(Coordinate annotation rows)
begin

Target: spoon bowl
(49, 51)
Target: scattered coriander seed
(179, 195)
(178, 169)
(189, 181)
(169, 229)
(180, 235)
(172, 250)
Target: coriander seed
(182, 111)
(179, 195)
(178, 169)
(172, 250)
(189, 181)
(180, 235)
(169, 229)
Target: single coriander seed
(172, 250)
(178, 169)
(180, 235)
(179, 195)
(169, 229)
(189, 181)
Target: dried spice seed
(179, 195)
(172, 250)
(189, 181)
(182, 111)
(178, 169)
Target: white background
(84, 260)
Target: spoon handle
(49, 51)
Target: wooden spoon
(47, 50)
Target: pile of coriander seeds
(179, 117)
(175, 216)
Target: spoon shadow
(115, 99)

end

YOUR TASK » Reproduce every one of the rows above verbatim, line for line, without any alteration.

ANSWER FOR THIS EXERCISE »
Target: spoon bowl
(49, 51)
Target: scattered coriander seed
(179, 195)
(178, 169)
(189, 181)
(169, 229)
(180, 235)
(172, 250)
Target: coriander seed
(182, 111)
(179, 195)
(178, 169)
(172, 250)
(189, 181)
(180, 235)
(169, 229)
Target: single coriander seed
(172, 250)
(178, 169)
(180, 235)
(179, 195)
(169, 229)
(189, 181)
Target: dried spice seed
(179, 195)
(172, 250)
(189, 181)
(182, 111)
(178, 169)
Target: white background
(84, 260)
Target: spoon handle
(49, 51)
Target: wooden spoon
(47, 50)
Target: pile of coriander seeds
(179, 117)
(175, 216)
Target: spoon shadow
(115, 99)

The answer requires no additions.